TASK DESCRIPTION: Please copy the records below, substituting "place a marker" for every "set a point" and keeping everything else the same.

AVAILABLE DATA:
# # # #

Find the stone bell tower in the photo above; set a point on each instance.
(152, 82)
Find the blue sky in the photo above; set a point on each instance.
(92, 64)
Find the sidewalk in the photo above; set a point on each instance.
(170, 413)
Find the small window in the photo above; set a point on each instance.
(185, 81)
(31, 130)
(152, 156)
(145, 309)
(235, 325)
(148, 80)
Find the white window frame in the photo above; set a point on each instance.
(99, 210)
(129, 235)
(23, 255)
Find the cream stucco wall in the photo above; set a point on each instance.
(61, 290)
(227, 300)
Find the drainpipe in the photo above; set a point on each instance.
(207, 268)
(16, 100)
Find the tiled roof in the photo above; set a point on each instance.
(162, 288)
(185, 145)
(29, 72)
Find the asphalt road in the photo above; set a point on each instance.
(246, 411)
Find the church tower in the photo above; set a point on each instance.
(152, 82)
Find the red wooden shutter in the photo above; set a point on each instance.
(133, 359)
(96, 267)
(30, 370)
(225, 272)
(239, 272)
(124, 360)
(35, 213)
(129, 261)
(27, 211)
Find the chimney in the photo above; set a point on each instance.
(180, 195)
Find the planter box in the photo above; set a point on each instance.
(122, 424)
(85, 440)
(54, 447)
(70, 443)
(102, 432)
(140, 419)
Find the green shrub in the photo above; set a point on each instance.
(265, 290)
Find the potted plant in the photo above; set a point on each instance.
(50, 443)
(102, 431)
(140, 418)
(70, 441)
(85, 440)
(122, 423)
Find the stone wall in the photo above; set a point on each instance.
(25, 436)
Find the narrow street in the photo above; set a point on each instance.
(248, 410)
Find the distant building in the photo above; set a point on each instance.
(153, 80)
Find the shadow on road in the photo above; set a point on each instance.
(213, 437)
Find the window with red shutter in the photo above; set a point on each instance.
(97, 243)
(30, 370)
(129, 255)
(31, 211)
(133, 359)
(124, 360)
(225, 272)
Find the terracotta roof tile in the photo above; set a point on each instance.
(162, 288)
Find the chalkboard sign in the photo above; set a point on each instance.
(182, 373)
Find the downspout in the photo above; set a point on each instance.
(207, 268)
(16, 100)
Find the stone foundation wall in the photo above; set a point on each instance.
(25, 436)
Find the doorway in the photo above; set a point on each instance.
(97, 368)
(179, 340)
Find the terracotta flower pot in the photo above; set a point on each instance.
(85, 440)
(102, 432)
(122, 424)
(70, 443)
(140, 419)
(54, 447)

# # # #

REPLY:
Find the stone bell tower in the photo above; place a marker on each instance.
(152, 82)
Find the blue sky in the photo above; place a marker on each instance.
(92, 64)
Find the sidewalk in the photo above; place a marker on each instance.
(170, 413)
Find the small window in the photo above; place a marker on each instance.
(185, 81)
(31, 130)
(152, 156)
(145, 309)
(235, 325)
(148, 80)
Find the white window frame in the photo above; place a marker on each instance.
(99, 210)
(129, 235)
(23, 255)
Find the cream stucco wall in the photo above; place a marker on each instance.
(61, 290)
(227, 300)
Find the drainpipe in the photo above; place a marker on each instance.
(207, 268)
(16, 100)
Find the tiled roof in the photo above; place a marker on each instance.
(162, 288)
(185, 145)
(29, 72)
Find the asphalt road in the photo above; place a marker on each instance.
(246, 411)
Find the church tower in the photo above; place a marker on each instance.
(152, 82)
Find the red wooden shutter in the photo above; place a marker on each instance.
(133, 359)
(96, 267)
(30, 370)
(225, 272)
(239, 272)
(124, 360)
(35, 213)
(129, 261)
(27, 211)
Find the chimney in the photo above; place a marker on each instance.
(180, 195)
Find the planter box in the photo above; place a marker on each instance.
(122, 424)
(85, 440)
(54, 447)
(70, 443)
(102, 432)
(140, 419)
Find the green shrub in the photo above; place a marker on each instance.
(265, 290)
Find the potted plant in the photo above; place a marker on each instance.
(50, 443)
(102, 431)
(140, 418)
(70, 441)
(85, 440)
(122, 423)
Find the stone wall in the photo above; place a marker on each instance.
(25, 436)
Find the narrow street in the photo above; place a marker on each instance.
(248, 410)
Find the distant building in the photo above; place a marker on each instance.
(153, 80)
Find the shadow on road in the photo above; place a marker on each instance.
(213, 437)
Find the window with red shutter in the photo above; place a marker on each instance.
(97, 243)
(30, 370)
(129, 255)
(31, 211)
(133, 359)
(124, 360)
(225, 272)
Find the terracotta roof tile in the photo above; place a marker on each instance.
(162, 288)
Find the chalkboard sign in the photo above; place a marker on each instance.
(182, 373)
Find the downspout in the photo above; place a marker on each instance.
(207, 268)
(16, 100)
Find the stone foundation wall in the photo above; place a marker on each instance.
(25, 436)
Find the doorway in the photo above; place a marker on each instance.
(97, 368)
(179, 340)
Find the terracotta flower pot in the photo above; place a marker on each instance.
(85, 440)
(102, 432)
(122, 424)
(70, 443)
(140, 419)
(54, 447)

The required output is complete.